Records from a collection:
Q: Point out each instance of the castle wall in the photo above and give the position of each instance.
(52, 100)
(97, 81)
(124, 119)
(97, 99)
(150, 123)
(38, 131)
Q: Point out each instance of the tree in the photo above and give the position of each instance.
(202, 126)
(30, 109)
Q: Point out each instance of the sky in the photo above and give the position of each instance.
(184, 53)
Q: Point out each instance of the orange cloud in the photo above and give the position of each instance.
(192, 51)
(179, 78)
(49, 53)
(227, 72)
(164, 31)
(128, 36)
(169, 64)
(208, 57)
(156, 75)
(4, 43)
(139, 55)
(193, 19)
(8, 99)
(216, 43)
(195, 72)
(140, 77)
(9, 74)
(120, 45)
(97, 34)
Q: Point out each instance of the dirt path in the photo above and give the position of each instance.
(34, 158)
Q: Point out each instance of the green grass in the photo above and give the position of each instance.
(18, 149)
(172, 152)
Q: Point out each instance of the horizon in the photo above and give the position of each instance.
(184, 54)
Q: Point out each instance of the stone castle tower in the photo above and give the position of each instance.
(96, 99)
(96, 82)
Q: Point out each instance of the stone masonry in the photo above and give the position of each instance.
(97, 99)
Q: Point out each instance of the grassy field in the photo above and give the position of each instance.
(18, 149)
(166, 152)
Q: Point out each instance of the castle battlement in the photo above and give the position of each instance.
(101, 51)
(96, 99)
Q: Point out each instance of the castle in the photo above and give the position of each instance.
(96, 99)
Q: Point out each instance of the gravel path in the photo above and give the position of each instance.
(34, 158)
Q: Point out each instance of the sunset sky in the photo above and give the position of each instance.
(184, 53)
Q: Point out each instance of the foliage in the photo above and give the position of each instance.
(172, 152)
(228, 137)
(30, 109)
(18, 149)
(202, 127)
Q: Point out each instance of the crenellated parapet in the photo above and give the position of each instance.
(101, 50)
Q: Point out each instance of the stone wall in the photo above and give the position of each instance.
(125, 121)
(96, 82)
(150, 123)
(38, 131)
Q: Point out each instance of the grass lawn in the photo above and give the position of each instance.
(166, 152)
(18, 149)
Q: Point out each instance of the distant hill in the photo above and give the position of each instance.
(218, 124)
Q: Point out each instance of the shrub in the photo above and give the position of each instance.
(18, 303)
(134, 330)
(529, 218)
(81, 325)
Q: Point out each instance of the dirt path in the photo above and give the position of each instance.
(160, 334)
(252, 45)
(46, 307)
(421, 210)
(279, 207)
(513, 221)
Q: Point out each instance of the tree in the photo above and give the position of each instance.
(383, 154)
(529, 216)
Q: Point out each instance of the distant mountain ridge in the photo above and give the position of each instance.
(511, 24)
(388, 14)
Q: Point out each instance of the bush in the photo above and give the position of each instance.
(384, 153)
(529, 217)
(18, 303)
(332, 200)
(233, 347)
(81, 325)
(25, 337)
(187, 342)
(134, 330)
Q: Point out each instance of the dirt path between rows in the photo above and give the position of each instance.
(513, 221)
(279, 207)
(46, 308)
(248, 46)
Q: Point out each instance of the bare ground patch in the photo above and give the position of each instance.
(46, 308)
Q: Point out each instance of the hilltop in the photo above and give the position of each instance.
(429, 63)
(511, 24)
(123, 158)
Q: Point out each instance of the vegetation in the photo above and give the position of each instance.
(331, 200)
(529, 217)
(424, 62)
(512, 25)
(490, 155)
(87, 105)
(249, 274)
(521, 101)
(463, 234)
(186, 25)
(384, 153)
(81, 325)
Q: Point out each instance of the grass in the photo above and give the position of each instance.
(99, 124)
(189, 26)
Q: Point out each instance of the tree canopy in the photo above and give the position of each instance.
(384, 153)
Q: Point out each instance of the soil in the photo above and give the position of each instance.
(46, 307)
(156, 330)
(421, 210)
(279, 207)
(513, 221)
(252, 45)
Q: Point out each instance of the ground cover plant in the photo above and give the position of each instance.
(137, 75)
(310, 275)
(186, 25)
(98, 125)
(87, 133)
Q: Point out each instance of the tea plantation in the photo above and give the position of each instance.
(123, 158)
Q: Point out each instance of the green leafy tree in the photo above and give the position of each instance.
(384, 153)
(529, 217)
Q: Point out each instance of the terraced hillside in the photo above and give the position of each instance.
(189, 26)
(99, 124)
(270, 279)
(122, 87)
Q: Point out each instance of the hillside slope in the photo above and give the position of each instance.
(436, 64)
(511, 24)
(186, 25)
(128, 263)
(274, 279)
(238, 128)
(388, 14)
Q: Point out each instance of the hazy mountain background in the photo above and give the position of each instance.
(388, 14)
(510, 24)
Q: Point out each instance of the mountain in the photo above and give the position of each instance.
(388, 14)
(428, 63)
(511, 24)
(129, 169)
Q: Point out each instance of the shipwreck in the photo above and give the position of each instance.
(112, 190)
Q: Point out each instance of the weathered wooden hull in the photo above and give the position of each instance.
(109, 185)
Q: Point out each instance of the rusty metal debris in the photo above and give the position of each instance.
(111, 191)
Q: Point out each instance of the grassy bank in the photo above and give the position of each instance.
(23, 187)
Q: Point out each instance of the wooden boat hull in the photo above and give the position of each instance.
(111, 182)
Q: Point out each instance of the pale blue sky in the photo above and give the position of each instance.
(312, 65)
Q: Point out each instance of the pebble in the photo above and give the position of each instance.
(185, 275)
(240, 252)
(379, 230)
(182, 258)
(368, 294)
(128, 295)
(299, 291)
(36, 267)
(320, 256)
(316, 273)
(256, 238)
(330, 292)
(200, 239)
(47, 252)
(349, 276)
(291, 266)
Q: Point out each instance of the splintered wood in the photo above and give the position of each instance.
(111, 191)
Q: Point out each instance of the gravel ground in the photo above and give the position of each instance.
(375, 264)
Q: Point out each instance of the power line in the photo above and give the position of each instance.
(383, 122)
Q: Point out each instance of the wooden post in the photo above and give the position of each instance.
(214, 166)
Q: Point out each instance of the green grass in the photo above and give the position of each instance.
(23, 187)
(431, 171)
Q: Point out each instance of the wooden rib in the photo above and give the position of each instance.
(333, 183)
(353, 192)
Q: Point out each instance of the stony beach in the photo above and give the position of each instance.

__Problem to solve__: Print every line of the records exactly. Omit nothing.

__Solution to the problem__:
Q: Point out each instance of the castle wall in the photo above and give the position of each instance.
(52, 100)
(97, 81)
(124, 119)
(97, 99)
(150, 123)
(38, 131)
Q: Point out each instance of the tree in the photo above and give the position of each instance.
(202, 126)
(30, 109)
Q: Point out each instance of the sky in the photo above and give the position of each instance.
(184, 53)
Q: Point out each instance of the orange cloud in the photo above and give the position of each instance.
(192, 51)
(179, 78)
(49, 53)
(227, 72)
(164, 31)
(128, 36)
(169, 64)
(208, 57)
(156, 75)
(4, 43)
(139, 55)
(193, 19)
(8, 99)
(216, 43)
(195, 72)
(140, 77)
(9, 74)
(120, 45)
(97, 34)
Q: Point out each instance of the dirt path in the photo above and give the position of each instance.
(34, 158)
Q: Point out each instance of the green grass in the photo above and give the position of each instance.
(18, 149)
(172, 152)
Q: Point out each instance of the horizon in the photo above and give the position of each instance.
(184, 54)
Q: Point out each instance of the stone castle tower in the photo above and give the position of each instance.
(96, 99)
(96, 82)
Q: Point out each instance of the stone masonry in the photo above and give the position of each instance.
(97, 99)
Q: Point out each instance of the grassy field in the photo above and give the position of each instance.
(18, 149)
(166, 152)
Q: Point out each instance of the castle battlement in the photo above and give the position of each instance.
(101, 51)
(96, 99)
Q: Point out each instance of the castle in the photo above and give the position of each instance.
(96, 99)
Q: Point out each instance of the gravel path in the photo above and give the position of each instance.
(34, 158)
Q: Point out each instance of the sunset sky in the photo above and give the position of each instance.
(184, 53)
Q: Point out each instance of the foliage in the photo above and give the position of each instance.
(172, 152)
(228, 137)
(30, 109)
(18, 149)
(202, 127)
Q: Point out each instance of the crenellated parapet in the photo above and give the position of each instance.
(101, 50)
Q: Point out each instance of the stone wall in the photo above and give the position of each instance.
(125, 121)
(96, 82)
(150, 123)
(38, 131)
Q: Point out each instance of the grass lawn in the photo above and give the position of each instance.
(166, 152)
(18, 149)
Q: Point out each instance of the distant hill in the photo above and give the position of each instance.
(218, 124)
Q: Point out each instance of the shrub in the photo above and give the position of each instance.
(18, 303)
(134, 330)
(529, 218)
(81, 325)
Q: Point out each instance of the dirt path in the photo above and give the position of each instance.
(160, 334)
(252, 45)
(46, 307)
(421, 210)
(279, 207)
(513, 221)
Q: Point out each instance of the tree in the photo above and give the position of each instance.
(383, 154)
(529, 216)
Q: Point out each instance of the distant mountain ridge in the photo above and give the position of each instance.
(511, 24)
(388, 14)
Q: Point out each instance of the bush in the photo above and give the position of each instance.
(384, 153)
(529, 217)
(18, 303)
(332, 200)
(233, 347)
(81, 325)
(25, 337)
(187, 342)
(134, 330)
Q: Point out each instance of the dirt path between rows in the photo above and give the position of each instance.
(513, 221)
(279, 207)
(46, 308)
(248, 46)
Q: Point out each instance of the bare ground patch in the photo above and give the position of each instance.
(46, 308)
Q: Point out each instance of the hilltop in the photo above and give the position of each instance.
(429, 63)
(511, 24)
(123, 158)
Q: Point out each instance of the vegetation in the photo above and give the position of each instance.
(331, 200)
(529, 217)
(424, 62)
(512, 25)
(490, 155)
(87, 105)
(249, 274)
(521, 101)
(463, 234)
(186, 25)
(384, 153)
(81, 325)
Q: Point out each instance of the grass in the photo above and give the position of each instance.
(99, 124)
(189, 26)
Q: Point out each instance of the tree canopy in the photo above and give the position of each instance.
(384, 153)
Q: Point out each instance of the soil in the photo above and give the position of each instance.
(46, 307)
(156, 330)
(421, 210)
(279, 207)
(513, 221)
(252, 45)
Q: Point out each instance of the ground cover plant in the photo above and give the position of each instance.
(137, 75)
(310, 275)
(186, 25)
(98, 125)
(87, 133)
Q: Point out each instance of the tea plantation in the photo above and give the position of each instance.
(123, 158)
Q: Point out each instance of the green leafy tree in the photo above and give the position of each instance.
(384, 153)
(529, 217)
Q: Point out each instance of the terraced hillside in the photo above and give the position of each instance.
(189, 26)
(99, 124)
(270, 279)
(122, 87)
Q: Point out each instance of the hillside slope in the photo above and give the position of each instance.
(436, 64)
(511, 24)
(186, 25)
(128, 263)
(274, 279)
(238, 128)
(388, 14)
Q: Point out each instance of the hazy mountain background in the photo above and give the position of each instance.
(388, 14)
(510, 24)
Q: Point out each instance of the mountain in the photo above and give the position of each instance.
(388, 14)
(428, 63)
(511, 24)
(129, 169)
Q: Point out each instance of the shipwreck in the photo above and give the position of each instance.
(112, 190)
Q: Point out each instance of the weathered wooden hull in the photo above and give the position of each instance.
(109, 185)
Q: Point out each instance of the rusty metal debris in the photo above and give the position of each instance.
(111, 191)
Q: Point out each instance of the grassy bank in the photo above and give the position of each instance.
(23, 187)
Q: Point out each instance of the wooden boat hull in the photo above and give the position of each instance.
(111, 182)
Q: Point out each instance of the pale blue sky in the photo above and give the position of each instance.
(312, 65)
Q: Point out each instance of the pebble in the photo above and give the position of each instance.
(185, 275)
(240, 252)
(379, 230)
(182, 258)
(368, 294)
(128, 295)
(299, 291)
(36, 267)
(320, 256)
(316, 273)
(256, 238)
(330, 292)
(200, 239)
(47, 252)
(349, 276)
(291, 266)
Q: Point out each instance of the splintered wood in the photo above and give the position of each instance.
(111, 191)
Q: Point out each instance of the gravel ground in the photo above and give the position of each instance.
(375, 264)
Q: Point out each instance of the power line in the photo above and give the position of each instance.
(383, 122)
Q: Point out each instance of the wooden post in the photo above and give the position of each instance.
(214, 166)
Q: Point out each instance of the green grass in the photo above and give the position of each instance.
(23, 187)
(431, 171)
Q: Point out each instance of the wooden rib in the photo above and give the position of each instance.
(333, 183)
(353, 192)
Q: Point out each instance of the stony beach in the photo above and give the position of each instance.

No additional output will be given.